Trecho citado —
# # # # # # #

Tal qual aconteceu com Elias, algumas vezes acontece o mesmo comigo e mesmo com você. No ponto mais alto, no calor da obra, somos atacados pela síndrome de Elias, e achamos que não adiantou nada, por mais que lutemos nada mudou. Elias achou isto quando Jezabel ameaçou caçá-lo até a morte. No ponto mais alto é que estamos mais vulneráveis. Basta um leve empurrão, quanto mais o solavanco que deu Jezabel.

Como se evita esta síndrome?

# # # # # # #

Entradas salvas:
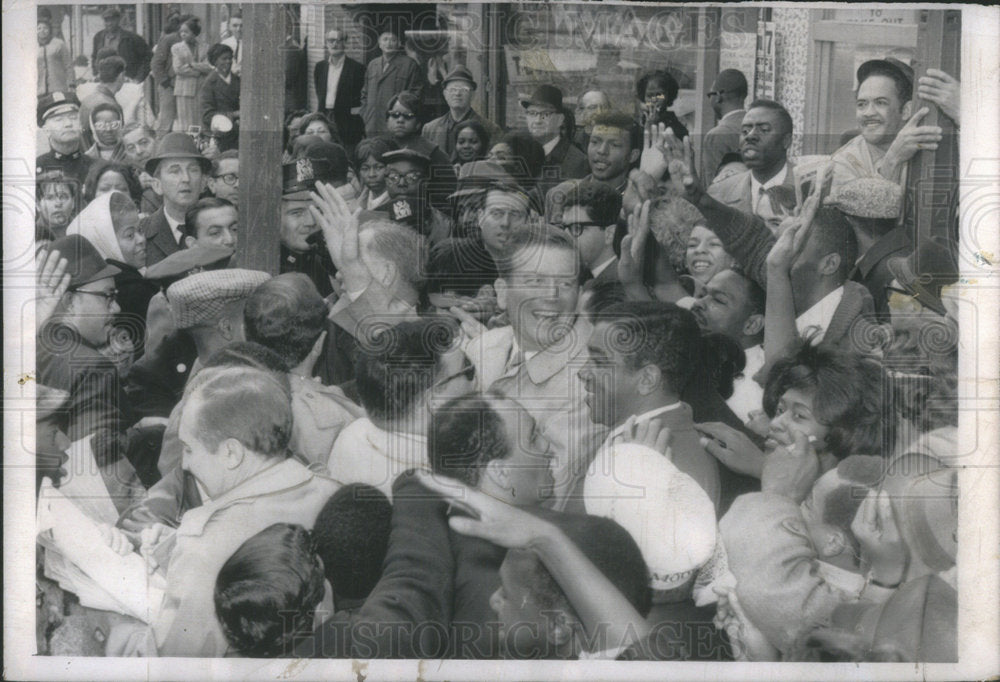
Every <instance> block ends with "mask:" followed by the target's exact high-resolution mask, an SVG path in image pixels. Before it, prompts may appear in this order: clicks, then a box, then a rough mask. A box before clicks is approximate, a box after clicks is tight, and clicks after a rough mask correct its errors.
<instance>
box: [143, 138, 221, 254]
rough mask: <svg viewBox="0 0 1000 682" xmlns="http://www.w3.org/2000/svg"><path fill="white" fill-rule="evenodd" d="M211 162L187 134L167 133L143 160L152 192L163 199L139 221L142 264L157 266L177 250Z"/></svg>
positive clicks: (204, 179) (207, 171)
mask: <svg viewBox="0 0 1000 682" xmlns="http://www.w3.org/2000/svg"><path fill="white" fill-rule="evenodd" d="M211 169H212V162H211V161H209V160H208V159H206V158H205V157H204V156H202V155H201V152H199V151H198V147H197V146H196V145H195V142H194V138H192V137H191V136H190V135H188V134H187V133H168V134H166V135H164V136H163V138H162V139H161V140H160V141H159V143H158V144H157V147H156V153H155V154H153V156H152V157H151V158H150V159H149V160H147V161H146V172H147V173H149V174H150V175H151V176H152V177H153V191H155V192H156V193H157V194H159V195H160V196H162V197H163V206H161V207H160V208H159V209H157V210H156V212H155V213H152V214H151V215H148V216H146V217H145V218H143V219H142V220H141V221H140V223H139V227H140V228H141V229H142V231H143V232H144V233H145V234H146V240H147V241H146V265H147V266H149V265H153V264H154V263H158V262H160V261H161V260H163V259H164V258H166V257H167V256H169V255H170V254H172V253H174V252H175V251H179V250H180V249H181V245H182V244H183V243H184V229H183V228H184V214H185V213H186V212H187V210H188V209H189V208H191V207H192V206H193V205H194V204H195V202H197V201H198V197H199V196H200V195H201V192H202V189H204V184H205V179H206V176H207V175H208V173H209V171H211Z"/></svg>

# # # # # # #

Instruções — Escreva, por favor, o que vem a seguir no texto sobre a síndrome de Elias, começando logo após a última frase.

Resposta —
Veja o que receita para o doente Elias o Deus Todo-Poderoso: “Eliseu, filho de Safate, de Abel-Meolá, ungirás profeta em teu lugar”, muito mais do que um substituto, Eliseu foi para Elias o amigo que nunca teve, o amparo, o ombro amigo que sempre necessitou. Esta receita continua valendo para mim e para você, valeu para Paulo também - “Procura vir ter comigo depressa.”, disse ele para Timóteo. Tão importante como o relacionamento vertical (com Deus) é o relacionamento horizontal (com o próximo). Esquecer disto é abrir a porta para o fracasso pessoal, muito embora, à vista de todos, você seja o grande homem ou mulher de Deus.
Fiquemos alertas, sempre haverá os tais sete mil, ou muito mais.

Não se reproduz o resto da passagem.